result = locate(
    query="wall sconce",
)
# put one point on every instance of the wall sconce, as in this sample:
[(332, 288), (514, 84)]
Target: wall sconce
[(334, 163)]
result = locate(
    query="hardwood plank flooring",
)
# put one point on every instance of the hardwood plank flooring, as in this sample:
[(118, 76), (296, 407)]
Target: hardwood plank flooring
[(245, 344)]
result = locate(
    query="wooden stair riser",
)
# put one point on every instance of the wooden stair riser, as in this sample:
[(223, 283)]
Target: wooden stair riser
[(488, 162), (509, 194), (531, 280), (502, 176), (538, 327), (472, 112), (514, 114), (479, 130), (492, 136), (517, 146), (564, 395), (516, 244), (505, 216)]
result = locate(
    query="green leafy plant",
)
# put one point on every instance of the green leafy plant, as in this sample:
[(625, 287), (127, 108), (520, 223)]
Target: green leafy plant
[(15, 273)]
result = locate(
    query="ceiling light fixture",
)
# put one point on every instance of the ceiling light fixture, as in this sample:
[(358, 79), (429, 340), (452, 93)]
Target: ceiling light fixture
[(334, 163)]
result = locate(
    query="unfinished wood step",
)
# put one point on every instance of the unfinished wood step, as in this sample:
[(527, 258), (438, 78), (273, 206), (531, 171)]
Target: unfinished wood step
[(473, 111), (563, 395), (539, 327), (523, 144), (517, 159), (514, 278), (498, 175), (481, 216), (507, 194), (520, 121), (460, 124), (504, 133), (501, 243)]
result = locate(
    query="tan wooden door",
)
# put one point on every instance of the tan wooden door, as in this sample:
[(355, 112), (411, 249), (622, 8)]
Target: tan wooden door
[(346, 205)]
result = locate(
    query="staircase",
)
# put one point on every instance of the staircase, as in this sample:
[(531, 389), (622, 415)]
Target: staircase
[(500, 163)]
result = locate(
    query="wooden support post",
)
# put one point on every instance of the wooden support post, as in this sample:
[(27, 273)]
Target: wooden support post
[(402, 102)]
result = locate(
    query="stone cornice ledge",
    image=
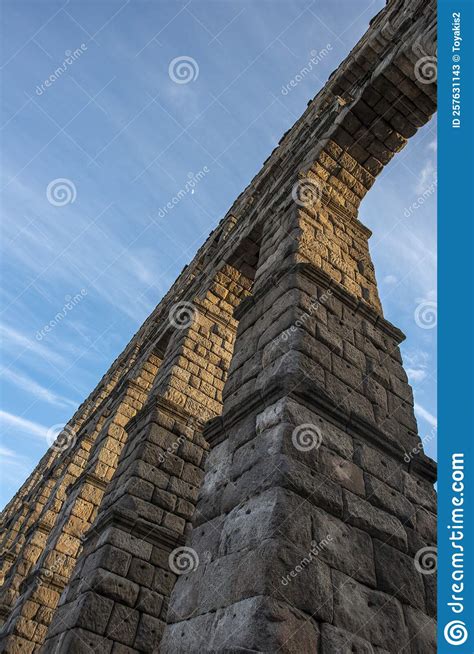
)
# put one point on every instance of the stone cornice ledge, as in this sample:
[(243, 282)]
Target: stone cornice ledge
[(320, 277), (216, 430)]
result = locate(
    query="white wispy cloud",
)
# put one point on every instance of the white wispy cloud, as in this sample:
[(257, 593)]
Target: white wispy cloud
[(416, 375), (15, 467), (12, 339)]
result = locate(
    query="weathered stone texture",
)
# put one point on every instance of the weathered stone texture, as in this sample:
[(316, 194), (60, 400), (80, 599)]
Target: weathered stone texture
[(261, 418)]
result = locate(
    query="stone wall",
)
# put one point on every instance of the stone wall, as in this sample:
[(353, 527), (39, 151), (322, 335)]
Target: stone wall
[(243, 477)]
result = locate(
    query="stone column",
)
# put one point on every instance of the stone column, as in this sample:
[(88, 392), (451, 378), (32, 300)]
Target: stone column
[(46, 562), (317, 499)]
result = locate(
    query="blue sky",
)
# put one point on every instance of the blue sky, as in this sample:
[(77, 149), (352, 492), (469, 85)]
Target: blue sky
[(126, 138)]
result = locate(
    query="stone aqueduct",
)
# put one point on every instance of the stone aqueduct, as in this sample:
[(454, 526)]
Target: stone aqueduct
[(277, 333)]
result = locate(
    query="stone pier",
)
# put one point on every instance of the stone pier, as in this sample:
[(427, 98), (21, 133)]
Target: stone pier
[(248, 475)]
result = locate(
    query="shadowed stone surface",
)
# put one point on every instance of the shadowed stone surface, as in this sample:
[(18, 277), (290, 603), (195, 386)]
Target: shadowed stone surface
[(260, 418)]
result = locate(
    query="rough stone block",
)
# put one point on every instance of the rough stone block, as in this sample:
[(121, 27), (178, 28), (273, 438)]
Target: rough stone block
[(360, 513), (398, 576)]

WORK INSTRUCTIONS →
Reproduce all of the data above, substituting "Label" for every "Target" and keeping everything else the same. Leave out the pictures.

SOLUTION →
result = locate(
    query="wall sconce",
)
# put one point on every instance of the wall sconce, as in this sample:
[(332, 288), (514, 84)]
Label: wall sconce
[(334, 163)]
result = locate(
    query="hardwood plank flooring",
)
# put one point on every instance of the hardwood plank flooring, as in this sample:
[(118, 76), (296, 407)]
Label: hardwood plank flooring
[(245, 344)]
result = locate(
    query="wooden stair riser",
)
# put one point on every instance of the wooden stair riser, as in this sample:
[(223, 283)]
Label: wooden stair riser
[(488, 162), (509, 194), (531, 280), (502, 176), (538, 327), (472, 112), (514, 114), (479, 130), (492, 136), (517, 146), (564, 395), (516, 244), (505, 216)]
result = locate(
    query="green leafy plant",
)
# put one point on every instance of the green leafy plant, as in this sample:
[(625, 287), (127, 108), (520, 223)]
Label: green leafy plant
[(15, 273)]
result = locate(
    query="ceiling light fixture",
)
# put one point on every instance of the ceiling light fixture, as in this sample:
[(358, 79), (429, 340), (452, 93)]
Label: ceiling light fixture
[(334, 163)]
result = locate(
    query="unfinished wood step",
)
# put one point on every instance of the unfinished wood step, as in this sample:
[(527, 258), (438, 78), (273, 206), (531, 171)]
Label: unfinished wood step
[(473, 111), (563, 395), (539, 327), (523, 144), (517, 159), (514, 278), (498, 175), (481, 216), (507, 194), (520, 121), (460, 124), (504, 133), (501, 243)]
result = locate(
    query="tan wooden door",
)
# put one point on every instance of the tan wooden door, as in this sample:
[(355, 112), (411, 249), (622, 8)]
Label: tan wooden door
[(346, 205)]
result = locate(
    query="staircase",
)
# put one point on every instance of the staircase, as in this sample:
[(531, 389), (622, 415)]
Label: staircase
[(500, 163)]
result = locate(
    query="wooden support post",
)
# put one point on every instance of the wooden support post, as in this sample:
[(27, 273)]
Label: wooden support post
[(402, 102)]
result = locate(
    query="stone cornice ledge",
    image=
)
# put one point on every instance of the stone cornice ledge, as in this sample:
[(243, 282)]
Label: stone cornice ledge
[(320, 277), (216, 430)]
result = locate(
    query="white wispy cloud",
)
# put one point on every instance of the white wispy cloud, as in this sample:
[(257, 593)]
Label: white wispy cloud
[(416, 375), (15, 467), (12, 339)]
result = locate(
    query="weathered stone texture",
)
# put one point on every instance of the weathered stone texture, as in this sample:
[(316, 194), (60, 400), (80, 599)]
Label: weathered stone texture
[(261, 418)]
result = locate(
    query="stone wall",
)
# put one point on every instance of the stone wall, as in this sample:
[(353, 527), (39, 151), (322, 335)]
Label: stone wall
[(243, 477)]
result = locate(
    query="stone column",
)
# put one point on every instance of the stone column, as in this sample:
[(88, 392), (451, 378), (32, 300)]
Label: stone column
[(46, 562), (317, 499)]
result = locate(
    query="blue sky",
)
# put one point on every instance of the blue sky, as in this sample:
[(77, 149), (352, 492), (469, 85)]
Label: blue sky
[(126, 138)]
result = locate(
    query="stone aqueduct",
)
# put one point on every instance of the stone aqueduct, as in this sample:
[(454, 526)]
Label: stone aqueduct
[(277, 333)]
result = locate(
    query="stone pier",
)
# put one point on every instance of the stone pier, as in this sample:
[(427, 98), (21, 133)]
Label: stone pier
[(248, 475)]
result = locate(
    query="shadowed stone surface",
)
# put one point on every instance of the shadowed stone surface, as in this sample:
[(18, 277), (290, 603), (195, 386)]
Label: shadowed stone surface
[(260, 418)]
result = locate(
    query="rough stone block",
)
# put one point on every instance of the rough stone block, as in this sample:
[(121, 27), (178, 28), (273, 438)]
Label: rough stone block
[(360, 513), (398, 576)]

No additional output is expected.